= TEXTE DU DOCUMENT =
§ §

À l’occasion de la Journée internationale pour mettre fin à l’impunité des crimes commis contre les journalistes, Alkarama renouvelle son appel à la communauté internationale pour que cessent les violations et l’impunité persistante dont sont victimes les professionnels des médias. Alkarama alerte sur des tendances mondiales inquiétantes et sur la transformation de la bande de Gaza en l’un des lieux les plus meurtriers pour les journalistes dans l’histoire contemporaine.
Alkarama rappelle le message du Secrétaire général des Nations Unies, qui souligne que les dangers croissants auxquels sont confrontés les journalistes — intimidation, harcèlement judiciaire, menaces, voire assassinats — imposent un engagement ferme pour mettre fin à l’impunité et garantir la protection du journalisme, pilier essentiel de la démocratie et du droit du public à l’information.
Le Secrétaire général a exhorté les États à réagir face à la multiplication des attaques, du harcèlement juridique et des menaces numériques contre les journalistes. De son côté, le Haut-Commissariat des Nations Unies aux droits de l’homme a rappelé que les journalistes sont des civils protégés en toutes circonstances, et que les attaques visant les professionnels ou leurs médias peuvent constituer des crimes de guerre.
Les données publiées par l’UNESCO restent alarmantes : depuis 2006, 85 % des assassinats de journalistes n’ont donné lieu à aucune poursuite. Rien qu’en 2024, au moins 68 journalistes et collaborateurs des médias ont été tués dans l’exercice de leurs fonctions, dont plus de 60 % dans des contextes de conflit armé — un record en plus de dix ans. Ces chiffres traduisent un décalage profond entre les engagements internationaux et la réalité du terrain.

§ §

= CONSIGNE A =
Relevez chaque ligne des entrées qui contient le mot « blue ».
Le texte et les entrées n'ont aucun lien entre eux.

= DONNÉES FOURNIES =

§ §

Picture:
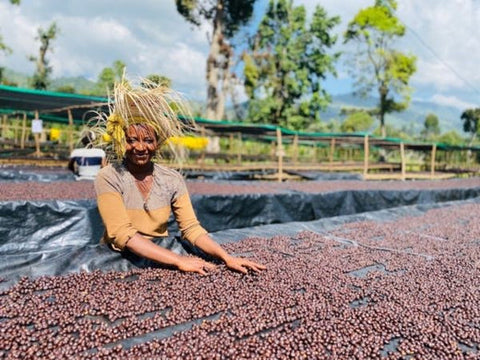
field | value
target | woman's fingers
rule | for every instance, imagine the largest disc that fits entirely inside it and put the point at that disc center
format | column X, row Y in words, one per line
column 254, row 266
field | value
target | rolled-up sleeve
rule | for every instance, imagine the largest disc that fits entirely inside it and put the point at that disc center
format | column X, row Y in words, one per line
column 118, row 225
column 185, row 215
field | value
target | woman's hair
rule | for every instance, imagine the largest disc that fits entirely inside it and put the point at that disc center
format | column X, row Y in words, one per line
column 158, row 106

§ §

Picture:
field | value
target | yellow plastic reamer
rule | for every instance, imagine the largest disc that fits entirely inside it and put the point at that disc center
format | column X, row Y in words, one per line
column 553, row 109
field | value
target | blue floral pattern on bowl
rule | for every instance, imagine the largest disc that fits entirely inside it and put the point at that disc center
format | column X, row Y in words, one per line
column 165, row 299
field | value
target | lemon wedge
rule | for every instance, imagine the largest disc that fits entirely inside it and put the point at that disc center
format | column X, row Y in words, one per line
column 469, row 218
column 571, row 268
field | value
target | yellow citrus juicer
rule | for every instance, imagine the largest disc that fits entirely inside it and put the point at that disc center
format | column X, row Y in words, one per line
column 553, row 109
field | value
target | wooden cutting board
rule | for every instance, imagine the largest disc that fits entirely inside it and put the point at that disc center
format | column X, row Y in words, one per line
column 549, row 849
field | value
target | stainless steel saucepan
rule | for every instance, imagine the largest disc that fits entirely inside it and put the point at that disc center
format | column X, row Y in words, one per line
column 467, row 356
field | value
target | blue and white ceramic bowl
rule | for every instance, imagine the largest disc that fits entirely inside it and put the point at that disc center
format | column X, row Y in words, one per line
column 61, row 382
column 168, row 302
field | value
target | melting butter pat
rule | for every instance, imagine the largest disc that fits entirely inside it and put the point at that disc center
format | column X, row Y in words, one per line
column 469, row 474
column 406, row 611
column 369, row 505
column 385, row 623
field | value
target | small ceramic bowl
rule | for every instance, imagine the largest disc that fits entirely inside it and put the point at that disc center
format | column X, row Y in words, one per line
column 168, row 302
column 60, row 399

§ §

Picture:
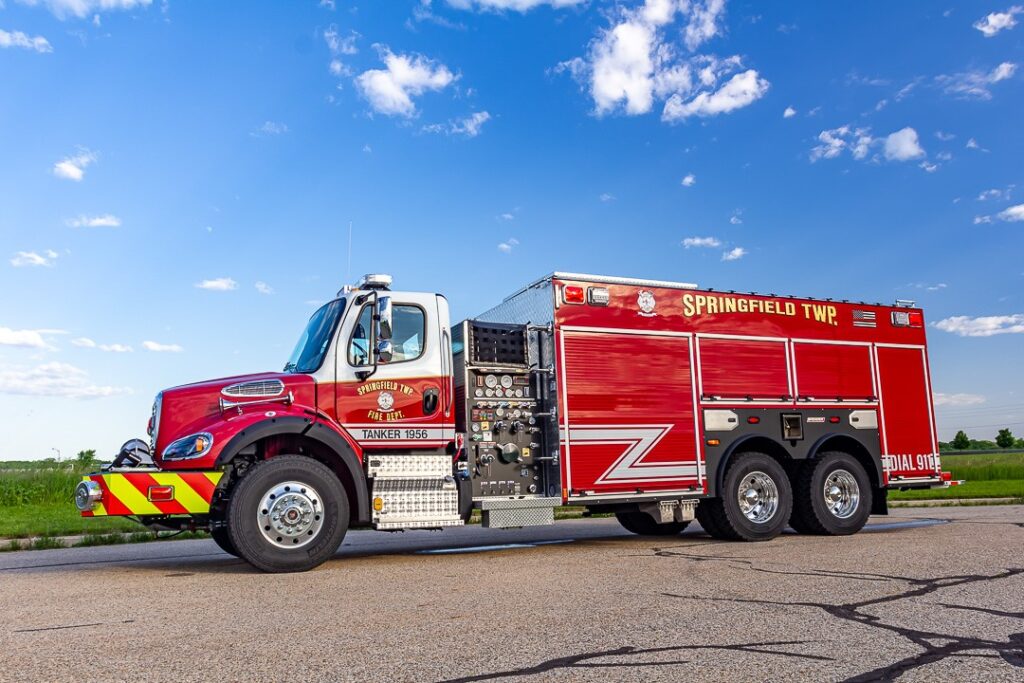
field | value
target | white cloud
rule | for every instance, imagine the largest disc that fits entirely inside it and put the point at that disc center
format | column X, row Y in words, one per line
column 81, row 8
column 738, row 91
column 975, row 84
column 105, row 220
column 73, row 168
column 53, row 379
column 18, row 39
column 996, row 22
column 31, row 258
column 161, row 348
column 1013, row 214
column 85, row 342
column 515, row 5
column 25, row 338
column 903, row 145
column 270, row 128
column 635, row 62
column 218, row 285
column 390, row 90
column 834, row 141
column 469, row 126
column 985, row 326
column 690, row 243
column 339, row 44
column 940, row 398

§ §

= CONSIGNE B =
Répondez à ces questions sur le texte consacré à l'impunité des crimes contre les journalistes.
(i) D'après l'UNESCO, quelle part des assassinats de journalistes depuis 2006 n'a donné lieu à aucune poursuite ?
(ii) Combien de journalistes et collaborateurs des médias, au minimum, ont été tués dans l'exercice de leurs fonctions en 2024 ?
(iii) Selon le Haut-Commissariat des Nations Unies aux droits de l'homme, que peuvent constituer les attaques visant les journalistes ou leurs médias ?

= RÉSULTAT DE L'EXERCICE A =
target | blue floral pattern on bowl
target | blue and white ceramic bowl

= RÉSULTAT DE L'EXERCICE B =
(i) Depuis 2006, 85 % des assassinats de journalistes n'ont donné lieu à aucune poursuite.
(ii) Au moins 68 journalistes et collaborateurs des médias ont été tués en 2024.
(iii) Ces attaques peuvent constituer des crimes de guerre.